--- Start ---

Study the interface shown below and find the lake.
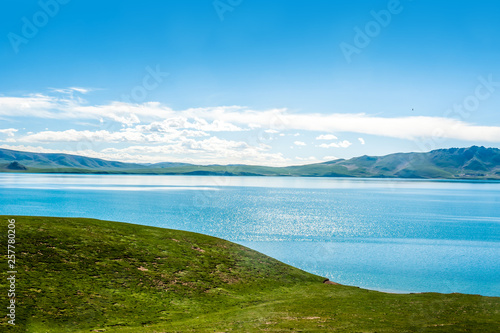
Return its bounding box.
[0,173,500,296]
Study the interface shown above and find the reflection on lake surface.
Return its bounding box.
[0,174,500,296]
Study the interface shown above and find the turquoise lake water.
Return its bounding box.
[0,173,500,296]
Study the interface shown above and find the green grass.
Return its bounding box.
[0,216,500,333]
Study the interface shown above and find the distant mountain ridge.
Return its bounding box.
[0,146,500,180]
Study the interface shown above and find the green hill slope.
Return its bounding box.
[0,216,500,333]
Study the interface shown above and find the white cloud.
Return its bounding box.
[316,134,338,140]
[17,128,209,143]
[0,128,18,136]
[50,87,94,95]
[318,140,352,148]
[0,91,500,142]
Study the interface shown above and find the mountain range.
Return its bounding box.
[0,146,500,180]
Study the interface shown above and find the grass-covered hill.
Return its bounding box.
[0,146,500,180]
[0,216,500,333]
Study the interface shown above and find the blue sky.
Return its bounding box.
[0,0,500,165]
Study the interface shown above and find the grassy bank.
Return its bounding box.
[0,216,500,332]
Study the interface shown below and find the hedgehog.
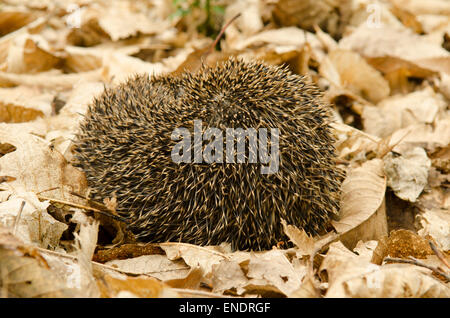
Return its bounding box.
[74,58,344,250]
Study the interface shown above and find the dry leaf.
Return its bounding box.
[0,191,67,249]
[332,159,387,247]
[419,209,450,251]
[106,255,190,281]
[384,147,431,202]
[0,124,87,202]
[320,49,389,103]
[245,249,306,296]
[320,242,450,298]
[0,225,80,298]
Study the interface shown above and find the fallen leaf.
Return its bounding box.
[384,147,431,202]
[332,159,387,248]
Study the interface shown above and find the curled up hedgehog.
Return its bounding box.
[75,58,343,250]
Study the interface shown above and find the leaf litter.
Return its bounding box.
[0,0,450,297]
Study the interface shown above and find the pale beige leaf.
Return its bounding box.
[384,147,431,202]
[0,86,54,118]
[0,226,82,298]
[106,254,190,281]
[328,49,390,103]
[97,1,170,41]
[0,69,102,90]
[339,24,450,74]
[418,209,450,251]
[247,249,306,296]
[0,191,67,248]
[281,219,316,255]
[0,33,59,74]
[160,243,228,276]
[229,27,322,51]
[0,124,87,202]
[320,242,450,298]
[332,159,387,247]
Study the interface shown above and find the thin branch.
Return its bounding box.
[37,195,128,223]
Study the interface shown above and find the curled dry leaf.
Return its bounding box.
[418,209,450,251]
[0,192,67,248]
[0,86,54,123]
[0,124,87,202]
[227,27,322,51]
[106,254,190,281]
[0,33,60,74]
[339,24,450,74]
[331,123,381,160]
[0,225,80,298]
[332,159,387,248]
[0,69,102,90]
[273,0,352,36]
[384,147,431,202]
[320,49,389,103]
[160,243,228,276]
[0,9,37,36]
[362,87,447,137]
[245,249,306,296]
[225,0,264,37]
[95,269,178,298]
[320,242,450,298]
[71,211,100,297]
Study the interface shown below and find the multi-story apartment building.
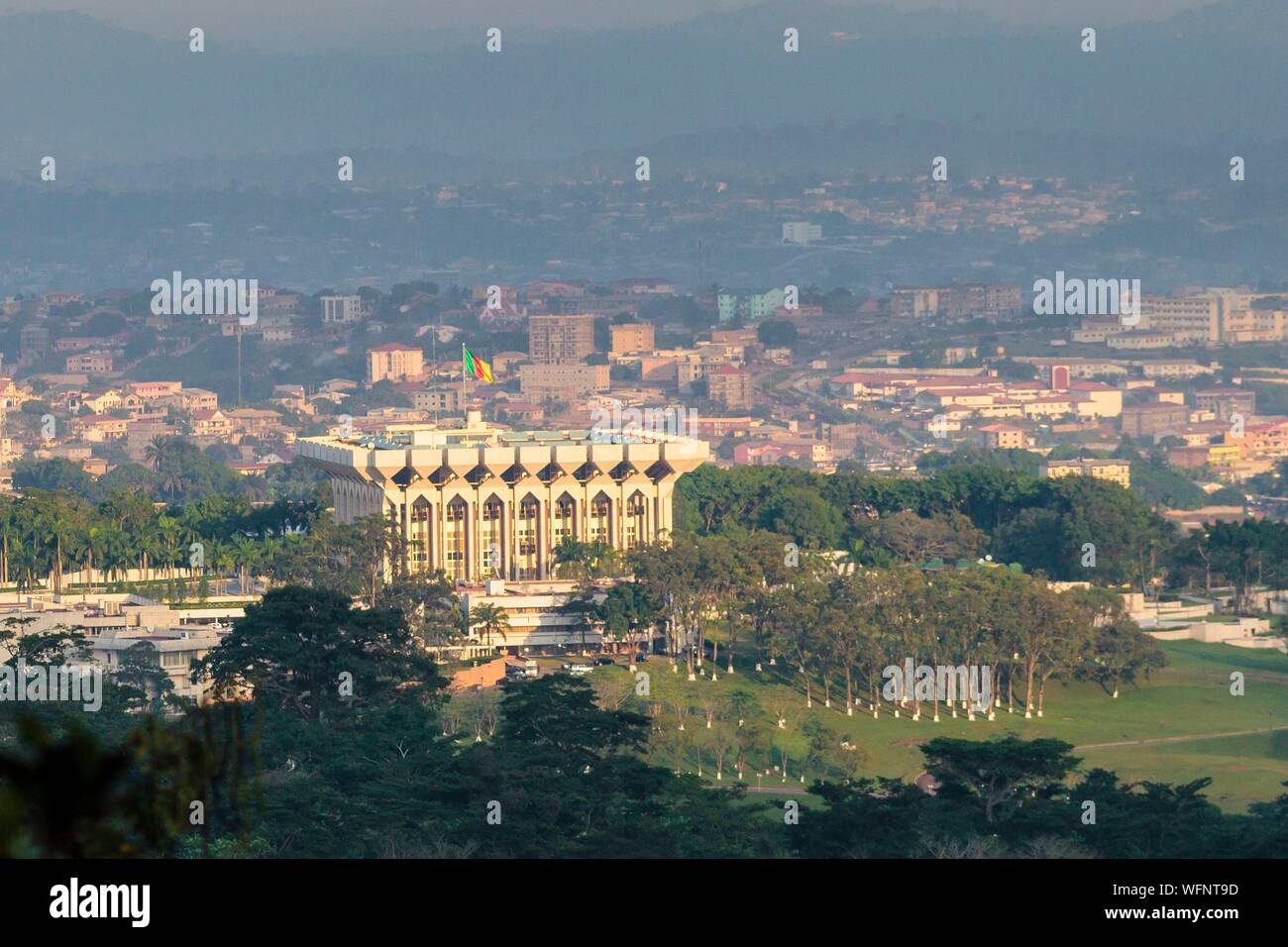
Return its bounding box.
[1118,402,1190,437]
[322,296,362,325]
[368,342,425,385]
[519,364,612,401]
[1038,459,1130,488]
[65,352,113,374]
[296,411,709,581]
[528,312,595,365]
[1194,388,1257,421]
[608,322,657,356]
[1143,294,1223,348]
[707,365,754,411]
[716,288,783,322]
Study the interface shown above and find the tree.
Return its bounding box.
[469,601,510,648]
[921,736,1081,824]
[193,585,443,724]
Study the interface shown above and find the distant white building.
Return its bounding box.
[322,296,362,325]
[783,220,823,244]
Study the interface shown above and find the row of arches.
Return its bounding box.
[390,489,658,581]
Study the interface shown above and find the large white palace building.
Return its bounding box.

--- End ---

• **AIM OF THE TASK**
Format every row above as a numbered list, one line per item, with blank lines dropped and the pictures left out.

• **OUTPUT OF THE EXERCISE**
1. Study the interface shown below and find the lake.
2. Return its bounding box.
3. [0,173,500,296]
4. Study the interface shown above and find the reflection on lake surface.
5. Return its bounding box.
6. [0,174,500,296]
7. Study the interface shown above and find the turquoise lake water.
8. Return its bounding box.
9. [0,173,500,296]
10. Study the interface shown above and find the green grass.
11. Return its bounding box.
12. [0,216,500,333]
13. Study the interface shown above and find the distant mountain ridge.
14. Return its bounding box.
15. [0,146,500,180]
16. Study the interface shown above and find the green hill slope.
17. Return its bounding box.
18. [0,216,500,333]
19. Study the interface shown above and find the white cloud.
20. Return its bounding box.
21. [316,134,338,140]
22. [17,128,209,143]
23. [0,128,18,136]
24. [50,87,94,95]
25. [318,140,352,148]
26. [0,91,500,142]
27. Study the interface shown above and find the mountain range.
28. Return its bounding box.
29. [0,146,500,180]
30. Study the interface shown above and find the grass-covered hill.
31. Return its bounding box.
32. [0,146,500,180]
33. [0,216,500,333]
34. Study the interface shown above and find the blue sky.
35. Return its bounding box.
36. [0,0,500,165]
37. Study the interface shown above and find the grassy bank.
38. Return its bounding box.
39. [0,216,500,332]
40. Study the interface shown below and find the hedgehog.
41. Return its bounding box.
42. [74,58,344,250]
43. Study the interface shown above and find the dry leaf.
44. Return its bounding box.
45. [0,191,67,249]
46. [332,159,387,247]
47. [419,209,450,251]
48. [106,255,190,281]
49. [384,147,431,202]
50. [0,124,87,202]
51. [320,49,389,103]
52. [245,249,306,296]
53. [320,242,450,298]
54. [0,225,80,298]
55. Study the interface shown above and find the fallen leaf.
56. Return its bounding box.
57. [384,147,431,202]
58. [332,159,387,248]
59. Study the interface shown above and find the curled up hedgehog.
60. Return its bounding box.
61. [75,58,343,250]
62. Study the interface shown above and find the leaf litter.
63. Return its bounding box.
64. [0,0,450,297]
65. Study the interface shown above and find the pale beige leaf.
66. Return its bounding box.
67. [384,147,431,202]
68. [0,86,54,118]
69. [0,226,82,298]
70. [106,254,190,281]
71. [328,49,390,103]
72. [97,1,170,41]
73. [0,69,102,90]
74. [339,24,450,74]
75. [418,209,450,251]
76. [247,249,306,296]
77. [0,191,67,248]
78. [281,219,316,255]
79. [0,33,59,74]
80. [160,243,228,276]
81. [229,27,322,51]
82. [0,124,87,202]
83. [320,242,450,298]
84. [332,159,387,247]
85. Study the interface shown above and find the thin branch.
86. Return its bounding box.
87. [37,195,128,223]
88. Study the interface shown above and find the curled dry leaf.
89. Return its bounding box.
90. [418,209,450,251]
91. [0,192,67,248]
92. [0,86,54,123]
93. [0,124,87,202]
94. [227,27,322,51]
95. [106,254,190,281]
96. [0,33,60,74]
97. [339,24,450,74]
98. [331,123,381,160]
99. [0,225,80,298]
100. [332,159,387,248]
101. [0,69,102,90]
102. [273,0,352,36]
103. [384,147,431,202]
104. [320,49,389,103]
105. [160,243,228,276]
106. [0,9,37,36]
107. [362,87,447,137]
108. [245,249,306,296]
109. [225,0,264,37]
110. [95,269,178,298]
111. [320,242,450,298]
112. [71,211,100,297]
113. Study the interface shown below and find the multi-story apartment building.
114. Return its bounding box.
115. [1118,402,1190,437]
116. [322,296,362,325]
117. [368,342,425,385]
118. [519,364,612,401]
119. [1038,459,1130,488]
120. [65,352,113,374]
121. [296,411,709,581]
122. [528,312,595,365]
123. [1194,388,1257,421]
124. [608,322,657,356]
125. [1143,294,1223,348]
126. [707,365,754,411]
127. [716,288,783,322]
128. Study the interface shown above and find the tree.
129. Return its bounding box.
130. [469,601,510,648]
131. [921,736,1081,824]
132. [193,585,443,724]
133. Study the interface shown above and find the distant white building.
134. Return its bounding box.
135. [322,296,362,325]
136. [783,220,823,244]
137. Study the interface shown above and find the row of arches.
138. Return its bounding box.
139. [390,489,658,581]
140. Study the interface shown above and find the large white palace building.
141. Return its bounding box.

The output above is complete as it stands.